**TASK OBJECTIVE**
Answer the following from the tiger trout thread below, one answer per line:
1. According to the 2008 proclamation insert, tiger trout are a cross between which two fish?
2. How many tiger trout were the Division's hatcheries set to produce in 2008?
3. How long was the tiger trout OKEE's son caught ice fishing at Causey?

--- START OF EXCERPTED TEXT ---

# Tiger Trout/South Fork of Ogden River



## utbowhntr (Sep 11, 2007)

Caught my first tiger trout this weekend in the S.Fork of the Ogden River. pretty looking fish. I've heard there are some in Causey reservoir. Don't know to much about them. How rare are they and are they a hybrid of another fish. Just curious. Thanks for any info. Utbowhntr


----------



## Werbs (Jun 30, 2008)

HERE IS AN INSERT RIGHT OUT OF THE 2008 PROCLAMATION. IVE READ THIS THING FROMT TO BACK FOUR OR FIVE TIMES.

"Tiger trout are a new fish the Division has started stocking across Utah.
Tiger trout are a cross between a brook trout and a brown trout, and they’re doing extremely well in many parts of Utah. These fish are scrappy and full of fight.
The Division’s hatcheries will produce almost 600,000 tiger trout in 2008. Eight years ago, they were producing just 4,000 to 5,000 tigers a year."


----------



## OKEE (Jan 3, 2008)

I have caught tiger trout out of causey mostly small ones but my son caught a 20" out of causey Ice fishing .


----------



## utbowhntr (Sep 11, 2007)

The one I caught was probably 13-14". It was a very feisty fish.


----------



## irielifeinvi (Jul 14, 2008)

me and a buddy went north and fished causey on saturday. we were just spincasting from shore and saw several tigers chasing my lure. there were others trolling (electric and paddle only) and pulled several tigers, rainbows and kokanee out right in front of us. 

the division is planting several in lots of lakes recently. when you look at the planting records you will even see several that was planted in new reservoirs this year (ie current creek). i've seen some natural ones pulled out of jordanelle before. not only do they have great colors and patterns, give a great fight on the line but they are also sterile. i haven't seen any here in utah that have been very thick but give it a couple of years and we will have some great tiger trout fisheries.


----------



## bushrat311 (Sep 11, 2007)

irielifeinvi said:


> i've seen some natural ones pulled out of jordanelle before.


Interesting, never seen a brook trout in Jordanelle...



> i haven't seen any here in utah that have been very thick but give it a couple of years and we will have some great tiger trout fisheries.


You must not be fishing the right spots, Utah already has some GREAT tiger trout fisheries that grow some super thick and feisty tigers.


----------



## irielifeinvi (Jul 14, 2008)

thanks for the comments bushrat. you bring up some interesting points about the lack of brookies in jordanelle and the tiger spots in utah. let me explain myself a little more since i am new to this board.

--- END OF EXCERPTED TEXT ---
--- START OF DATASET CONTENT ---

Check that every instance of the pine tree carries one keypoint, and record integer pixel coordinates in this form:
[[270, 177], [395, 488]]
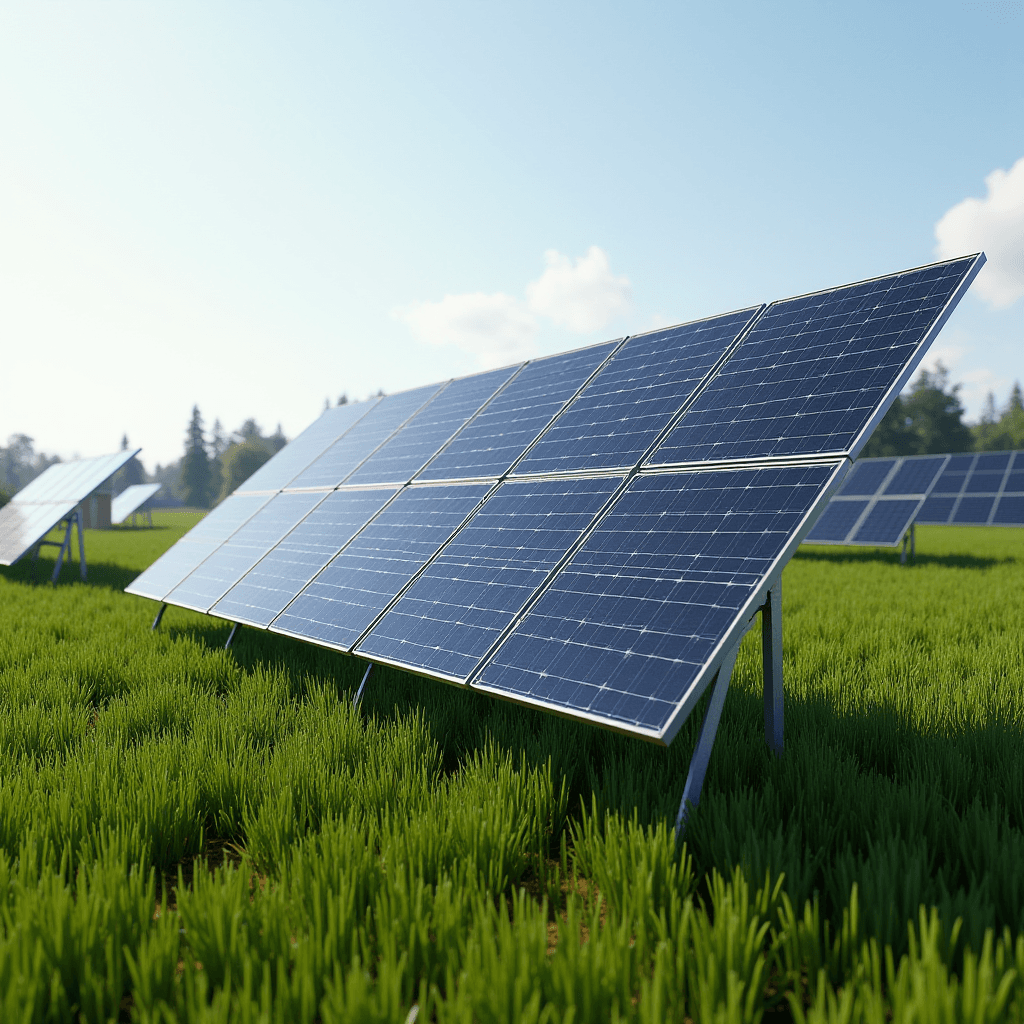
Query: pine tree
[[195, 480]]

--- END OF DATASET CONTENT ---

**SOLUTION FOR THIS EXERCISE**
1. A brook trout and a brown trout.
2. Almost 600,000.
3. 20 inches.